(Task directions)
Transcribe verbatim every line from the line containing "Expected behaviour: for every instance of the fallen" to the end of the entries, including both endpoints. Output nothing beyond those lines.

Coordinate annotation records
###

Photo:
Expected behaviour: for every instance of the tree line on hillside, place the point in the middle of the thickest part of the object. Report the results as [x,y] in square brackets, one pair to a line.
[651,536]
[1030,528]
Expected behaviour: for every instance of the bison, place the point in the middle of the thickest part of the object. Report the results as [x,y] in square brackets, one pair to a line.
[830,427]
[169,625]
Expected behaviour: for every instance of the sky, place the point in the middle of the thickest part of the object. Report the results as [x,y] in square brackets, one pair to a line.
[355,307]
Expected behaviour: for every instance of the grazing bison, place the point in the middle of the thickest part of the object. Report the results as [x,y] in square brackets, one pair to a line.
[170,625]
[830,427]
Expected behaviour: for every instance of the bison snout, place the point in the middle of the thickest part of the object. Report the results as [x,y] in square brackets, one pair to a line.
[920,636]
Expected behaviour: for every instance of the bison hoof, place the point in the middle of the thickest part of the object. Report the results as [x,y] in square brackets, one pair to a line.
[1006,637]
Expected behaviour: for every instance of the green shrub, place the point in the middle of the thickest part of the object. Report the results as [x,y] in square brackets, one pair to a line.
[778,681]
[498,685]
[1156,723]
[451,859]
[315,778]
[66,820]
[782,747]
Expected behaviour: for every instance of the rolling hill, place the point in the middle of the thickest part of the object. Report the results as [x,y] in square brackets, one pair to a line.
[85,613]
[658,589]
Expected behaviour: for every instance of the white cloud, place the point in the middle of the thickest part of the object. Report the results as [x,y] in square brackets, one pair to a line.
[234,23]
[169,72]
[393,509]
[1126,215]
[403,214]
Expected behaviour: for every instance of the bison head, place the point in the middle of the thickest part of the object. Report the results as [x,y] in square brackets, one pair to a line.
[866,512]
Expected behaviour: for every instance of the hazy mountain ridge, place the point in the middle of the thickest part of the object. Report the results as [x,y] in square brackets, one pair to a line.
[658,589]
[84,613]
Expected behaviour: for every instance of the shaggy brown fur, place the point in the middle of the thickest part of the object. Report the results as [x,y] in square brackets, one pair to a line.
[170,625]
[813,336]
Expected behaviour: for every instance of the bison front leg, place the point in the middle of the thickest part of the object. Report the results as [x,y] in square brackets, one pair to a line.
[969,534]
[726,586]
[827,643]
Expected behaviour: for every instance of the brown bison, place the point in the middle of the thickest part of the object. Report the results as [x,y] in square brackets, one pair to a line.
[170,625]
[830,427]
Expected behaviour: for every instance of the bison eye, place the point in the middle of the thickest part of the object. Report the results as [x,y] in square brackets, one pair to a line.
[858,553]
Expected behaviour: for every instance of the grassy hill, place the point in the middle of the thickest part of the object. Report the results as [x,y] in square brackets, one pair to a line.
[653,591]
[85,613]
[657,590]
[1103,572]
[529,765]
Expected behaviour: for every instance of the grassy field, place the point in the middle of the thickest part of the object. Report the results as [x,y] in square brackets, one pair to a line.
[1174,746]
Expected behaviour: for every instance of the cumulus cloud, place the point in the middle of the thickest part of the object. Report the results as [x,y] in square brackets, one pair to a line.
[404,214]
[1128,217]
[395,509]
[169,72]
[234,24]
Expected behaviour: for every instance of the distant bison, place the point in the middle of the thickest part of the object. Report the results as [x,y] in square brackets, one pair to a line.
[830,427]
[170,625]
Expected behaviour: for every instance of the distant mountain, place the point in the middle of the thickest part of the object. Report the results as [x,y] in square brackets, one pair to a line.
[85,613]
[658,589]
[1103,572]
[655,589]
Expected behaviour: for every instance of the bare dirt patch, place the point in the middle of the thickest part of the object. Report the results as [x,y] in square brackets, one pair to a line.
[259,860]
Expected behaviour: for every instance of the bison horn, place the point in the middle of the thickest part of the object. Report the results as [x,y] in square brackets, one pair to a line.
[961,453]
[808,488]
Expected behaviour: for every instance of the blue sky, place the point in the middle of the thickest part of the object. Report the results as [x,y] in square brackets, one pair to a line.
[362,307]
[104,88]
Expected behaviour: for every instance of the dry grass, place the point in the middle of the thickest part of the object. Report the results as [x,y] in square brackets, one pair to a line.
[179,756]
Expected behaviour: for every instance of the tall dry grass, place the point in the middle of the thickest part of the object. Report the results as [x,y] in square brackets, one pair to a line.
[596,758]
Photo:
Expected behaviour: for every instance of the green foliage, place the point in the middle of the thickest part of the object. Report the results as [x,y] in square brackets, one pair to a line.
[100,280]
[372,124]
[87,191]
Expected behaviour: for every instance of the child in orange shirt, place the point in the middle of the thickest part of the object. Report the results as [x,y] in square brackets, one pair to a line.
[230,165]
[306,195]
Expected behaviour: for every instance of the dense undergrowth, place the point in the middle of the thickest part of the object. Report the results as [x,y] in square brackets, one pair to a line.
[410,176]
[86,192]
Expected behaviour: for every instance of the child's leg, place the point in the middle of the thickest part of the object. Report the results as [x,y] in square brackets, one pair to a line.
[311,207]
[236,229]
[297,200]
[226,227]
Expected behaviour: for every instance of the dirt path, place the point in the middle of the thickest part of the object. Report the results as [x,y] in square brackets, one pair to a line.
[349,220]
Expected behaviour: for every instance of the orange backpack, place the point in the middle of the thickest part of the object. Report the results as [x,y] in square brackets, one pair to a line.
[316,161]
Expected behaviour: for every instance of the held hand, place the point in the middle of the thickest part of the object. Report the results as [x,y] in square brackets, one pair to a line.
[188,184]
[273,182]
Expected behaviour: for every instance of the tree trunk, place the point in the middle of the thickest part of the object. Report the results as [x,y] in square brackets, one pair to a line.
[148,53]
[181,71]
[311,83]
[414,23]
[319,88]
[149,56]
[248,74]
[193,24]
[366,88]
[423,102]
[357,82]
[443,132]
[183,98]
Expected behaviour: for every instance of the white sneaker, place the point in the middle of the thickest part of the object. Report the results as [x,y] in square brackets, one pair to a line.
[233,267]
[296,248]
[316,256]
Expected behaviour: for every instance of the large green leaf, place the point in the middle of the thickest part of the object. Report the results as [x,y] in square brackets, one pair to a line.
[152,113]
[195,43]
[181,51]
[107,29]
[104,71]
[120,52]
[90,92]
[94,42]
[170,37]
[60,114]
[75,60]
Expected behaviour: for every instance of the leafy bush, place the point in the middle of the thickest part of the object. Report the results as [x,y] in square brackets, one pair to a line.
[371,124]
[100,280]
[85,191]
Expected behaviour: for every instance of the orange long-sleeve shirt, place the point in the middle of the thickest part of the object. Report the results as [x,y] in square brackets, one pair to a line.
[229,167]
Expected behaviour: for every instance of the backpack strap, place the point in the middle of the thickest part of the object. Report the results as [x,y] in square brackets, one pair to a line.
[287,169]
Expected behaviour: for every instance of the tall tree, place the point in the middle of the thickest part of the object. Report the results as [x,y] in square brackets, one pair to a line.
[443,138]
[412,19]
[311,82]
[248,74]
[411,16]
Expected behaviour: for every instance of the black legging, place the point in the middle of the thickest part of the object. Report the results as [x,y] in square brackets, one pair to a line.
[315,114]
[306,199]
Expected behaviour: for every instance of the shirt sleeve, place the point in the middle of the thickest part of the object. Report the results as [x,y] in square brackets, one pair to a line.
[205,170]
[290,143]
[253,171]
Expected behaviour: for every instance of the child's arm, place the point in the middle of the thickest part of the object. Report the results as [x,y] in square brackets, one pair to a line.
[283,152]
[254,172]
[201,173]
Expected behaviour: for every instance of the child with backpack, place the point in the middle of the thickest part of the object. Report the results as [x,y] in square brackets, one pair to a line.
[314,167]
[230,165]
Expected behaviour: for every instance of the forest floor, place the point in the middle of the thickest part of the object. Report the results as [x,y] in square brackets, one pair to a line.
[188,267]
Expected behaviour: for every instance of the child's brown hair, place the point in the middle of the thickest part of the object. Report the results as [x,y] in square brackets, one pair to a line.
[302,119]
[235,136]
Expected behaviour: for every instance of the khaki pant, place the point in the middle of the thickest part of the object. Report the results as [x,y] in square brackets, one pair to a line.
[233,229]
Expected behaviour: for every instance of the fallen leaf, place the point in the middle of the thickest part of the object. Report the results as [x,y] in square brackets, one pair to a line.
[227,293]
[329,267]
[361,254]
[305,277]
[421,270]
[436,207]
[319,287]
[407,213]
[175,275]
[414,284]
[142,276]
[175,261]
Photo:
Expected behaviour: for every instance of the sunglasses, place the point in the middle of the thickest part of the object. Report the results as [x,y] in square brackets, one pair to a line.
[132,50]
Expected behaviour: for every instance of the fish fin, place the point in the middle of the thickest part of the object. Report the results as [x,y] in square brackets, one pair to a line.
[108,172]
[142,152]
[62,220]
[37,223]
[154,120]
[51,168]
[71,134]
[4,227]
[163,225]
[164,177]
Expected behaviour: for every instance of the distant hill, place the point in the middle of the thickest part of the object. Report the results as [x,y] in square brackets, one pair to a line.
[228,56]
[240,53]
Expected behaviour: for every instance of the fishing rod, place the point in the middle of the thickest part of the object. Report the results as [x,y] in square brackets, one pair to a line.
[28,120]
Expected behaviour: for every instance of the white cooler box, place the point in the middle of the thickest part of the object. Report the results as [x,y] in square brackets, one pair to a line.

###

(Answer for the task)
Expected behaviour: for every instance of the fallen leaf, place the point in the middle of the thickest part of the object. Report the results as [x,y] in square brackets, one pair to a line.
[227,293]
[329,267]
[361,254]
[305,277]
[421,270]
[436,207]
[319,287]
[407,213]
[175,275]
[414,284]
[142,276]
[175,261]
Photo:
Expected behaviour: for every instance of the sunglasses, place the point in the middle of the thickest part of the object. Report the results as [x,y] in square brackets, one pair to a line.
[132,50]
Expected behaviour: for every instance of the fish fin, place the point in the middle of the thickest part of the object. Report the results as [x,y] in square brackets, one pair to a line.
[108,172]
[142,152]
[62,220]
[37,223]
[154,120]
[51,168]
[71,134]
[4,227]
[163,225]
[164,177]
Expected behaviour: for every instance of the distant hill, place the point in the middle of the thickest part of the object. Report the results as [x,y] in square brackets, one pair to a line.
[228,56]
[240,53]
Expected behaviour: for every instance of the fishing rod, place the point in the middle of the thickest part of the object. Report the results as [x,y] in square brackets, one pair to a line.
[28,120]
Expected behaviour: for every instance of the white cooler box, place the point in the middle of the thickest part of the object. Report the results as [x,y] in square brackets, one pair to a line.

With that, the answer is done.